TEXT PASSAGE ->
┏━━

Coconut oil for optimum health

Taken from the fruit portion of the seed off the coconut palm tree, coconut oil is one the most beneficial foods you can consume. In tropical regions where coconut oil or fat is a large portion of their caloric intake, people are much healthier and experience a much lower incidence of the modern diseases we do in the U.S. [1, 2]

There is an array of positive research published in the last few years showing the significance of coconut oil. [3] Coconut oil is classified as a “functional food” because of its health benefits that go far beyond its nutritional content. In fact, the coconut palm is so highly valued by Pacific Islanders as a source of food and medicine that it is called “The Tree of Life.” [4]

Coconut oil is the most saturated of all fats. Saturated fat has three subcategories: short chain, medium chain and long chain. Coconut oil contains approximately 65% medium chain fatty acids (MCFA). Although recognized for its health benefits many centuries ago, it wasn’t until 40 years ago that modern medicine found the source to be MCFA. Remarkably, mother’s milk contains the same healing powers of coconut oil. [5]

The saturated medium chain lipid lauric acid, which comprises more than 50 percent of coconut oil, is the anti-bacterial, anti-viral fatty acid found in mother’s milk. [6] The body converts lauric acid into the fatty acid derivative monolaurin, which is the substance that protects adults as well as infants from viral, bacterial or protozoal infections. This was recognized and reported as early as 1966. [7]

Since the first half of the 19th century, infection has been implicated as a cause of cardiovascular disease (CVD). [8] Researchers have been studying what causes the changes in the arterial wall. Professors Russell Ross and John Glomset formulated a hypothesis in 1973 about what causes CVD, concluding that CVD occurs in response to localized injury to the lining of the artery wall, which has been brought about by a number of things including viruses. [9, 10] The injury, in turn causes inflammation/infection. The plaque that develops is a result of the body trying to heal itself. It has been very well established that pathogens play an integral role in cardiovascular disease.

┗━━

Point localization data

┏━━

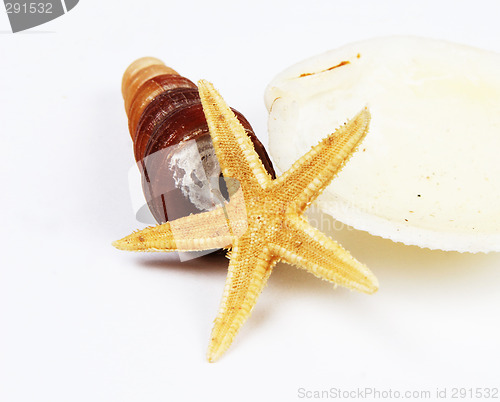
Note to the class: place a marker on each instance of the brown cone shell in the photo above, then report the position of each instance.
(165, 112)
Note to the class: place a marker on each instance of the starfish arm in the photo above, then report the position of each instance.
(308, 177)
(308, 248)
(248, 271)
(234, 149)
(203, 231)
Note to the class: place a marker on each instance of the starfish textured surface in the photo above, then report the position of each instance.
(263, 220)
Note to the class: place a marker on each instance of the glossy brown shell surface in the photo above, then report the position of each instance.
(172, 143)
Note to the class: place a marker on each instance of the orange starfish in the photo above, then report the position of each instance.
(263, 220)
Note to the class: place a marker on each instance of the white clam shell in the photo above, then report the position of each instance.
(428, 172)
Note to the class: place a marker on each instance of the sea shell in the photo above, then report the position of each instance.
(172, 144)
(428, 172)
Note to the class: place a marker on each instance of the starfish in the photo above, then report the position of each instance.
(263, 220)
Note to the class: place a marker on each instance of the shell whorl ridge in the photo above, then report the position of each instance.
(165, 113)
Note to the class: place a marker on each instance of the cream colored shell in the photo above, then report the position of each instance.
(428, 172)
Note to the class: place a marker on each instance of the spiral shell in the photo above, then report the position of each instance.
(172, 143)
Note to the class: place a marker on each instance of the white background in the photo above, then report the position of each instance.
(81, 321)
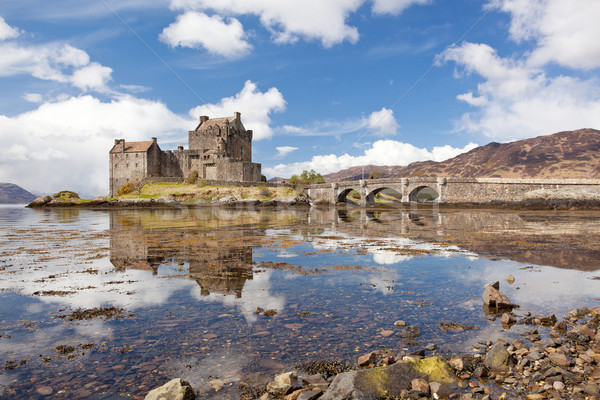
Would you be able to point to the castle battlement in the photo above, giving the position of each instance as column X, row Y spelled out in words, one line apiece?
column 219, row 149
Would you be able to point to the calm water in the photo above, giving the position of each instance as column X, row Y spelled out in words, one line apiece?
column 179, row 290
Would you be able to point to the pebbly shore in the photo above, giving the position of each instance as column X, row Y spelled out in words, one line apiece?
column 554, row 359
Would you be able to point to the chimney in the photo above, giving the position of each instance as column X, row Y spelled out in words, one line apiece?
column 121, row 144
column 238, row 120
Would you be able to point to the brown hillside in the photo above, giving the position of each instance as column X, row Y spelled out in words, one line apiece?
column 570, row 154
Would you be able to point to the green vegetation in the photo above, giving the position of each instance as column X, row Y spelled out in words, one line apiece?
column 307, row 177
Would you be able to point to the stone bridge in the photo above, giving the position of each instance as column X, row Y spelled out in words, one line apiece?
column 448, row 190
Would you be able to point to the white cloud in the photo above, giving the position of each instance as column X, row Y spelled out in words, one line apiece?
column 566, row 32
column 193, row 29
column 382, row 152
column 284, row 151
column 290, row 20
column 472, row 100
column 7, row 31
column 254, row 105
column 56, row 62
column 65, row 144
column 517, row 101
column 33, row 97
column 395, row 7
column 382, row 122
column 92, row 77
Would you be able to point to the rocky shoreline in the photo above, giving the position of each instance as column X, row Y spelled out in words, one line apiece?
column 566, row 365
column 71, row 199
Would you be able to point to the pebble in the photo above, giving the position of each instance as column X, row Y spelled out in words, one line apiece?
column 44, row 390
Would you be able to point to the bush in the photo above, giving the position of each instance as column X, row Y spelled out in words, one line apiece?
column 192, row 177
column 264, row 191
column 375, row 175
column 307, row 177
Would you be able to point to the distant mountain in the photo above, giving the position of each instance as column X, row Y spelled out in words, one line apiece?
column 570, row 154
column 11, row 193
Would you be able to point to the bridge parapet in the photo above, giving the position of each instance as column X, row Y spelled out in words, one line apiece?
column 449, row 189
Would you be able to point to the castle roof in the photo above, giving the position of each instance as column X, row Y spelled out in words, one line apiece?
column 219, row 122
column 132, row 147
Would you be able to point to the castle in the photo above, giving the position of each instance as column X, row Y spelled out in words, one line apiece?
column 219, row 149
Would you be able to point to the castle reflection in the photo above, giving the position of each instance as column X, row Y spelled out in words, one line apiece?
column 215, row 246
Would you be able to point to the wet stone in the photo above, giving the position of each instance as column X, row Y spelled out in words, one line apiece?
column 44, row 390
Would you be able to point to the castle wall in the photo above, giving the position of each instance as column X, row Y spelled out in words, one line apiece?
column 127, row 167
column 219, row 149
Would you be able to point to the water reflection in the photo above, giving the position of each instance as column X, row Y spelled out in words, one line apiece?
column 194, row 278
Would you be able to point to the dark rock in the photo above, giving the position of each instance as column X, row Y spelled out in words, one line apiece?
column 507, row 320
column 560, row 359
column 420, row 385
column 497, row 357
column 367, row 359
column 410, row 332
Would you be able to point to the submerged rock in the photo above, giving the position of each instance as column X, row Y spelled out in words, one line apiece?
column 175, row 389
column 284, row 383
column 493, row 297
column 388, row 381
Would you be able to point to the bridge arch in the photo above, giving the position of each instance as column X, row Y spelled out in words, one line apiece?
column 342, row 197
column 423, row 193
column 392, row 194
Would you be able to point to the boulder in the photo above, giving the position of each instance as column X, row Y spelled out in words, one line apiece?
column 496, row 357
column 493, row 297
column 175, row 389
column 367, row 359
column 389, row 380
column 284, row 383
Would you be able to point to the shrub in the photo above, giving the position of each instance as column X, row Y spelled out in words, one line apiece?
column 375, row 175
column 307, row 177
column 264, row 191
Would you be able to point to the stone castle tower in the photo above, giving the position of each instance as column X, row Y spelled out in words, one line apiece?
column 219, row 149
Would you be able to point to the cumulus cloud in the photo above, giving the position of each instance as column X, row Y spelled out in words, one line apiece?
column 92, row 77
column 382, row 152
column 382, row 122
column 516, row 100
column 194, row 30
column 55, row 62
column 290, row 20
column 395, row 7
column 283, row 151
column 7, row 31
column 33, row 97
column 42, row 146
column 255, row 106
column 565, row 32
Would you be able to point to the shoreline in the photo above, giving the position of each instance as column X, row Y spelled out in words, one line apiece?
column 232, row 202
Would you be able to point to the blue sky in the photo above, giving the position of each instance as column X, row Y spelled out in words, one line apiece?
column 324, row 84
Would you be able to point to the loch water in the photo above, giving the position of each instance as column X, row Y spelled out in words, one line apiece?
column 109, row 304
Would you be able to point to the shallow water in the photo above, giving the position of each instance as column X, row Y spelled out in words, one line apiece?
column 186, row 285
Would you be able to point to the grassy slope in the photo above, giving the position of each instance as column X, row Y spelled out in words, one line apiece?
column 193, row 192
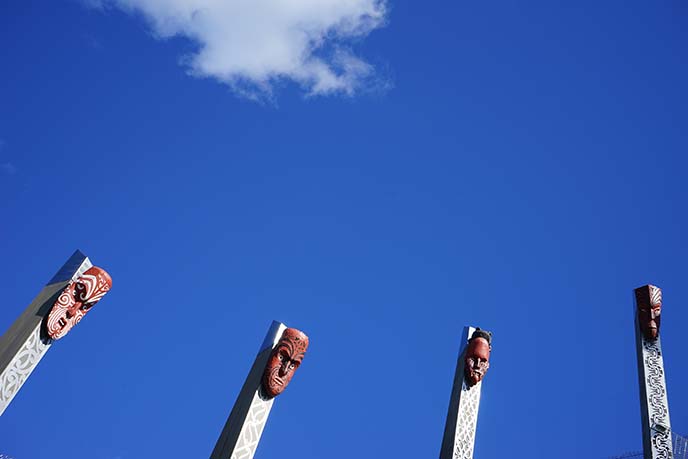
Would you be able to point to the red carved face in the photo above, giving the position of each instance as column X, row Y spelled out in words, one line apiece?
column 477, row 360
column 284, row 361
column 76, row 300
column 649, row 301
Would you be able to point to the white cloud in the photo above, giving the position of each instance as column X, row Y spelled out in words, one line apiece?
column 253, row 44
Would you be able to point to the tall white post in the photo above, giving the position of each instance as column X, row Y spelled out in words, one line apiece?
column 654, row 405
column 462, row 418
column 242, row 431
column 25, row 343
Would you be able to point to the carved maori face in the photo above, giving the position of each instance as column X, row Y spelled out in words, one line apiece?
column 284, row 361
column 76, row 300
column 649, row 303
column 477, row 360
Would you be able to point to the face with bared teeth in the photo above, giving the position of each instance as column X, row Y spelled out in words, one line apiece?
column 284, row 361
column 649, row 302
column 76, row 300
column 477, row 360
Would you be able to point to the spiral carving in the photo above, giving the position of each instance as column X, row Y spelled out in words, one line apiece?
column 76, row 300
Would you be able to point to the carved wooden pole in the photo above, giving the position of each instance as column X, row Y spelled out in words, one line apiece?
column 654, row 405
column 462, row 417
column 62, row 303
column 278, row 358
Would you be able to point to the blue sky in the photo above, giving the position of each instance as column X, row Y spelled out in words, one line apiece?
column 519, row 167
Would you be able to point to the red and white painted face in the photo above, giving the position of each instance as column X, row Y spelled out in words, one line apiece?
column 284, row 361
column 477, row 360
column 76, row 300
column 649, row 301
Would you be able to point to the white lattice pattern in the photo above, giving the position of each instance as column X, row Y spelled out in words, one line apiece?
column 466, row 422
column 252, row 428
column 657, row 403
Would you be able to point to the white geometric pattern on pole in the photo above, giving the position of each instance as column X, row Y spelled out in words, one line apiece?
column 462, row 418
column 240, row 437
column 23, row 345
column 654, row 405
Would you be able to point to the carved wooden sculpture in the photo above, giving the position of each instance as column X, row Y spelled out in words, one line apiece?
column 649, row 306
column 477, row 359
column 76, row 300
column 284, row 361
column 278, row 358
column 654, row 405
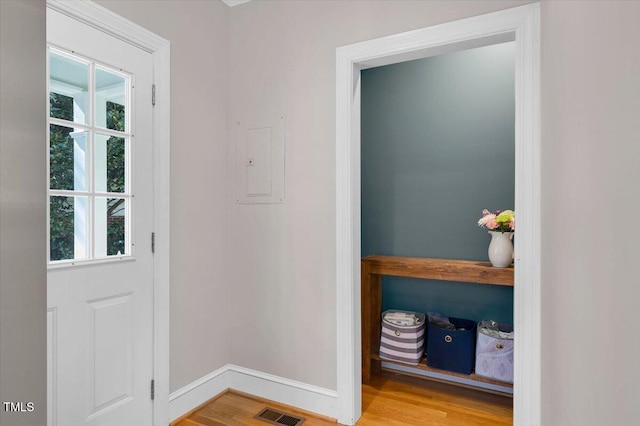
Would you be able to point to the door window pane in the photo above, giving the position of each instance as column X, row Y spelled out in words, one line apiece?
column 110, row 163
column 68, row 227
column 111, row 100
column 68, row 88
column 67, row 158
column 110, row 223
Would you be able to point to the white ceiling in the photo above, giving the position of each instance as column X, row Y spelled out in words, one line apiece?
column 232, row 3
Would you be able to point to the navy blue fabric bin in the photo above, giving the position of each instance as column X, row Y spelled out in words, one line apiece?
column 452, row 350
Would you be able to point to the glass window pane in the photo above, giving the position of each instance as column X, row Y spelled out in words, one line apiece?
column 111, row 99
column 110, row 163
column 68, row 228
column 68, row 88
column 67, row 158
column 110, row 226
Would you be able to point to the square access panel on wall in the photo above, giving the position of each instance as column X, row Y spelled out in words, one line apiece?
column 260, row 161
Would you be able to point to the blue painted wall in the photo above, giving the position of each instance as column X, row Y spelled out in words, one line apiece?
column 437, row 148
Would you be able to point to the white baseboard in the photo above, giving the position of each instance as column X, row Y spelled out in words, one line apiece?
column 198, row 392
column 285, row 391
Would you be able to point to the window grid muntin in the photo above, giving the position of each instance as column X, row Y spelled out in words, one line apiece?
column 92, row 194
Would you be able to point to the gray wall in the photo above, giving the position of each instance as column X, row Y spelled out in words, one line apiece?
column 283, row 56
column 438, row 147
column 590, row 174
column 23, row 244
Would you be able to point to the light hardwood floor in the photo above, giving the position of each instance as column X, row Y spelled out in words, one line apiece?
column 389, row 400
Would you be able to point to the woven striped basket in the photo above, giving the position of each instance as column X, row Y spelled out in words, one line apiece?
column 403, row 343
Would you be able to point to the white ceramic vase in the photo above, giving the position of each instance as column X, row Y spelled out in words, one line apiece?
column 501, row 249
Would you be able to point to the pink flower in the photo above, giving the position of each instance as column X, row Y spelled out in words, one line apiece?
column 486, row 218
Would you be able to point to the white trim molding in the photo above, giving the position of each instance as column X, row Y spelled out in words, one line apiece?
column 110, row 23
column 285, row 391
column 522, row 25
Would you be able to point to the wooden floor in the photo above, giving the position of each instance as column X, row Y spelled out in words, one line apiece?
column 390, row 400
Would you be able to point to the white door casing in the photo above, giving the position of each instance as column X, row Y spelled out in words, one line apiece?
column 522, row 25
column 115, row 381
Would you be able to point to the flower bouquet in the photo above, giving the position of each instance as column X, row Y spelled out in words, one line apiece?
column 500, row 221
column 501, row 225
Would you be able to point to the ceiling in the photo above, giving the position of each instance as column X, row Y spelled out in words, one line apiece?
column 232, row 3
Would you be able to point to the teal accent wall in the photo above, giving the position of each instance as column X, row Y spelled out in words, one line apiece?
column 437, row 148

┗━━

ACTIVITY LIST ->
1. From the coconut oil article, list the subcategories of saturated fat that it names.
2. Pick up the coconut oil article after its last sentence and continue it.

ANSWERS GIVEN ->
1. Short chain, medium chain, long chain

2.
What is interesting about the role of viruses that have been found to initiate cardiovascular disease is they can be inhibited by the medium chain fatty acids in coconut oil. One could say that consuming coconut oil decreases one’s risk of cardiovascular disease.

Sources of Coconut oil:
Only use organic virgin coconut oil. I am currently using Tropical Traditions Virgin Coconut Oil. This oil is truly unrefined and made from organic coconuts. It contains a very high lauric acid content between 50 and 57 percent. I use between two and four tablespoons per day, which is what is recommended.

references:
1. Enig, Mary. “A New Look at Coconut Oil.” westonaprice.org. http://www.westonaprice.org/knowyourfats/coconut_oil.html

2. Rethinam, P. Muhatoyo. “The Plain Truth About Coconut Oil.” http://www.apccsec.org/truth.html

3. Enig, Mary. “Latest studies on coconut oil.” Wise Traditions in Food, Farming, and the Healing Arts. Spring,2006;7(1).

4. “Coconut.” Coconut Research Center. http://www.coconutresearchcenter.org/

5. Kabara, Jon J. “Health Oils From The Tree of Life – Nutritional and Health Aspects of Coconut Oil.” http://www.coconutoil.com/John%20Kabara.pdf

6. Enig,Mary. Know Your Fats. Silver Spring: Bethesda Press, 2000

7. Lee, Lita. “Coconut Oil: Why is it Good for you.” Dec. 2001. coconut.com http://www.coconutoil.com/litalee.htm

8. Epstein, Stephen, et al. “Infection and Atherosclerosis.” Arteriosclerosis, Thrombosis, and Vascular Biology. 2000;20:1417 http://atvb.ahajournals.org/cgi/content/full/20/6/1417

9. “Getting to the Heart of Atherosclerosis.” The UW Office of Research. http://www.washington.edu/research/pathbreakers/1973b.html

10. Furci, Michael. “Fats, Cholesterol and the Lipid Hypothesis.” www.bullz-eye.com.